____ Source data

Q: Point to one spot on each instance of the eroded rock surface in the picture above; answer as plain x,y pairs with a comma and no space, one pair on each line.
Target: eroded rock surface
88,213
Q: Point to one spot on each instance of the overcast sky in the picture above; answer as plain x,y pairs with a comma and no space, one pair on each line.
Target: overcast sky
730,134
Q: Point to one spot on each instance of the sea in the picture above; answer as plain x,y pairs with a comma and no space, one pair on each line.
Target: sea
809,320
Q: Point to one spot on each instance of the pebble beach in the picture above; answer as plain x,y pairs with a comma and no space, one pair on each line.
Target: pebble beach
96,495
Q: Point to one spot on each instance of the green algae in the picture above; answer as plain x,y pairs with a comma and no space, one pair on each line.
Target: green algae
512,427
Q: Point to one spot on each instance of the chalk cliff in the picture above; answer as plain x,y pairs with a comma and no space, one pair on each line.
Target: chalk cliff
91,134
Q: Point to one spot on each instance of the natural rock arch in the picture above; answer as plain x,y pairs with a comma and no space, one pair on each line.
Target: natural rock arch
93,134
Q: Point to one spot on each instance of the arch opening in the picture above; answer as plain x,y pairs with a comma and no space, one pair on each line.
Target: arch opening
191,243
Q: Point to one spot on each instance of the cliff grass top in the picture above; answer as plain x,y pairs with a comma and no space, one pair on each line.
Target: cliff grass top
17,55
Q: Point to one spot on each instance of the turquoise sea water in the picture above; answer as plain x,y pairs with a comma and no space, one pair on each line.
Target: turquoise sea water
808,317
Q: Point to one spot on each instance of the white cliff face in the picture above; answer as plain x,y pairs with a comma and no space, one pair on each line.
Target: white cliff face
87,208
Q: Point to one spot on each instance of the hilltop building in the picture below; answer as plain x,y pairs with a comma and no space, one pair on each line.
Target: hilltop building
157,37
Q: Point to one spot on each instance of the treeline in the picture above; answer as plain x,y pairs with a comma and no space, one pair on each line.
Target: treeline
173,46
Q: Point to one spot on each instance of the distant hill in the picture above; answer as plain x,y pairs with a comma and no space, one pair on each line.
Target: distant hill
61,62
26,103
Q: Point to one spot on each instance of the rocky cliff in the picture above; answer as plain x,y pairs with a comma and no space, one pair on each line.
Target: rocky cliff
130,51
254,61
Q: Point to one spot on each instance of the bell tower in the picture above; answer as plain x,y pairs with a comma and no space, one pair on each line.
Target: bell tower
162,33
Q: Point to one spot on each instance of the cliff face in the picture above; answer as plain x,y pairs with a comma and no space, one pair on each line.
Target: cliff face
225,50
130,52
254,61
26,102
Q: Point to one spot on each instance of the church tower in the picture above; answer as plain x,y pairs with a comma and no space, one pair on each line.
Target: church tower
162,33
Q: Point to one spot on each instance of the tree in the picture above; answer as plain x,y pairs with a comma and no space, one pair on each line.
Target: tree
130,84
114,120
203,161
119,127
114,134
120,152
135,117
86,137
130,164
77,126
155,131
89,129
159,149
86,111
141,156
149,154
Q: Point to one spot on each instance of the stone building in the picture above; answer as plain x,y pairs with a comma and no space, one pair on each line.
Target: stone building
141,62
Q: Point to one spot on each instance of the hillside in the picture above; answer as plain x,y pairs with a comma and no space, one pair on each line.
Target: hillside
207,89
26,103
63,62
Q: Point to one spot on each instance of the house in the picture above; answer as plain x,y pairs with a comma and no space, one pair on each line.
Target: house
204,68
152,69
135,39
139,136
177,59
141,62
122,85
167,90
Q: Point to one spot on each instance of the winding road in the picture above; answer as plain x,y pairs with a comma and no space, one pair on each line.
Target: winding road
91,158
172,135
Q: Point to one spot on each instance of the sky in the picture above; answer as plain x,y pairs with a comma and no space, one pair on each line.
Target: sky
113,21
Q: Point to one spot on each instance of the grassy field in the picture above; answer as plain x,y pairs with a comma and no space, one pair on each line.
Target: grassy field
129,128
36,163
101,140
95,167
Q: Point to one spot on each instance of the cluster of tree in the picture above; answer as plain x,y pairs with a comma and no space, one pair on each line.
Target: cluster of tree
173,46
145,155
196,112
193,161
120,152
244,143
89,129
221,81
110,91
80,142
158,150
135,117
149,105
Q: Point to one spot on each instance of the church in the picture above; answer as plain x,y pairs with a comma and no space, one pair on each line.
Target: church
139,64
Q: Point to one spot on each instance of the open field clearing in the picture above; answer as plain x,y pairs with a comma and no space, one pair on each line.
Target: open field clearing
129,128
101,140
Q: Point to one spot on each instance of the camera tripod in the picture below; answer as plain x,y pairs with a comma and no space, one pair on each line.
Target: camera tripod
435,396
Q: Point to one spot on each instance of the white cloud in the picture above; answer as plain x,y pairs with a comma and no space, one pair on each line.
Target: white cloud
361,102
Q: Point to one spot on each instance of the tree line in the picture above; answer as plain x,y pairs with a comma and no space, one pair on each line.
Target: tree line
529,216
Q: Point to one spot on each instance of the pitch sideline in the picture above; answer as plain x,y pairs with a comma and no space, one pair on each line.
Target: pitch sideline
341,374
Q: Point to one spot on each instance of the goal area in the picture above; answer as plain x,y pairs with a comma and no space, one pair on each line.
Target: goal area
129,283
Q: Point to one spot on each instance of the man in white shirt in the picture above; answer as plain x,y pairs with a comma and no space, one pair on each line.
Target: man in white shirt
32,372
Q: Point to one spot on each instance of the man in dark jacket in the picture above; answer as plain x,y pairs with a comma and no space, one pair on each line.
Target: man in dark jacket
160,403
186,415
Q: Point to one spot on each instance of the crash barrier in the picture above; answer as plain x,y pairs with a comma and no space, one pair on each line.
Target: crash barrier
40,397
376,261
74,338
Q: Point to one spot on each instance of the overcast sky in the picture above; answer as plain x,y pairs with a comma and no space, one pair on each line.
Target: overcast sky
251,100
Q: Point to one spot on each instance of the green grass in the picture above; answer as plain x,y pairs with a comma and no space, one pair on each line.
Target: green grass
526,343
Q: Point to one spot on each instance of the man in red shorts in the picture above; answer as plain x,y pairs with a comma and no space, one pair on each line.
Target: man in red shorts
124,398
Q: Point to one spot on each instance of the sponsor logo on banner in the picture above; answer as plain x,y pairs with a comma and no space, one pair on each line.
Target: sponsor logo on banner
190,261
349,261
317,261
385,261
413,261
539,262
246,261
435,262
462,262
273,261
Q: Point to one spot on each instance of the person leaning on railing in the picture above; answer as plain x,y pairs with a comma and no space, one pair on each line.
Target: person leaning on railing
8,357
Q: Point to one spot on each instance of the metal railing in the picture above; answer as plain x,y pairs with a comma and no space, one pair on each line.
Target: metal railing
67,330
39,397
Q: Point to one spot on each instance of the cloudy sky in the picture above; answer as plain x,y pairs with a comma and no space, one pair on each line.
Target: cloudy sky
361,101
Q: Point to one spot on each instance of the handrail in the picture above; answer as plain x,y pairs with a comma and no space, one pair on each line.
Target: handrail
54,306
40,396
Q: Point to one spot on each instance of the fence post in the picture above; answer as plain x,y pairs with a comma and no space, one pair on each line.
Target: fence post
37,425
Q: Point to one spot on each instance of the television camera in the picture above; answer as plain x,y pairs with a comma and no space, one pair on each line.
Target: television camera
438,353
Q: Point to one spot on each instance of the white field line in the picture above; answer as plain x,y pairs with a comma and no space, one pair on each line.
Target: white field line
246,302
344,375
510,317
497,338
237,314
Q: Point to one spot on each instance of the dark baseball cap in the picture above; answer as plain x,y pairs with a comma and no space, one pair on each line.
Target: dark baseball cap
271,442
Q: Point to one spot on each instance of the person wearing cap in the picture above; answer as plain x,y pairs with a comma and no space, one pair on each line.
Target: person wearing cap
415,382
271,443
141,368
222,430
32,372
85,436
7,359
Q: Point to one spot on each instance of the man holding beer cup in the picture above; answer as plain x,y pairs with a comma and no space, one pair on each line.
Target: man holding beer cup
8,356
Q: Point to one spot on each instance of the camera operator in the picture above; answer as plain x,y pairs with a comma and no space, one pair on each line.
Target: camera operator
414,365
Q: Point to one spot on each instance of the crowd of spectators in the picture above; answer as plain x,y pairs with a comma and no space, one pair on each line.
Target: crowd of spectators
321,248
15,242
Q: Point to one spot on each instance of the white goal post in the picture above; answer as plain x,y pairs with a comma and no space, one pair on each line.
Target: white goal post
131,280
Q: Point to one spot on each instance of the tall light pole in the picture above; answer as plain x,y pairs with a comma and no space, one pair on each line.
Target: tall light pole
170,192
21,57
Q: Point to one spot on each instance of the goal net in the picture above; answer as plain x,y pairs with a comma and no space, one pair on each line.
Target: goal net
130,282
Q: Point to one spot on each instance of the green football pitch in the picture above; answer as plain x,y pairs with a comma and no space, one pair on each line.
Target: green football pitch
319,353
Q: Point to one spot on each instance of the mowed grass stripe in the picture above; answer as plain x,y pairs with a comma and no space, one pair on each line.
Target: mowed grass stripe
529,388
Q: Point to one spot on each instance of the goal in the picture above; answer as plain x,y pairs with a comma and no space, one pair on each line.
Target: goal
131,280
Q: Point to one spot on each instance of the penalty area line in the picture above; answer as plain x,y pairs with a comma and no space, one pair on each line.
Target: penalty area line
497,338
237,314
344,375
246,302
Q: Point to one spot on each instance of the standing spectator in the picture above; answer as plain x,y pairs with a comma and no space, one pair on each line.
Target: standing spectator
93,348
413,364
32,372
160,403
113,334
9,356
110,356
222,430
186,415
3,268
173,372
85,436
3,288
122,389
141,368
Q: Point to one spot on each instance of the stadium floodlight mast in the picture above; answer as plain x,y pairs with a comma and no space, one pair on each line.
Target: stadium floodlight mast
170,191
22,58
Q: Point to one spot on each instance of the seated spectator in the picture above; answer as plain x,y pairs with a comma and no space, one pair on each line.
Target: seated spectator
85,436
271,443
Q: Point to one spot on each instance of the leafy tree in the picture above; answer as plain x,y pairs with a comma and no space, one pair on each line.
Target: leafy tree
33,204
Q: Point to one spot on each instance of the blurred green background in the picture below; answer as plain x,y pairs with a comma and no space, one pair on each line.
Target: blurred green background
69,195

________

What needs to be done: Exactly reproduce the lines beginning with the one that contains "Q: Point to one spot on each instance of the stadium" and ending with the last line of the material, both included. Leave out everything else.

Response below:
Q: Point to one spot on each instance of the stadium floodlight mast in the picture above; answer as plain x,y pairs with a comma and no space, one pair on each line.
Target: stadium floodlight mast
170,191
22,58
Q: Point to one spot on each instance of the seated spectator in the picture above; answer as plain x,y pairs with a comma and no space, one pair on each line.
Target: seated spectator
85,436
271,443
Q: Point to one spot on each instance of the leafy tree in the picture above; answer as plain x,y pairs with a comma and no space, one pair on each line.
Target: leafy tree
33,204
Q: Point to one spot on each instance of the blurred green background in the picture below; answer as plain x,y pairs with a comma and no space, one pair on each line.
Target: blurred green background
69,195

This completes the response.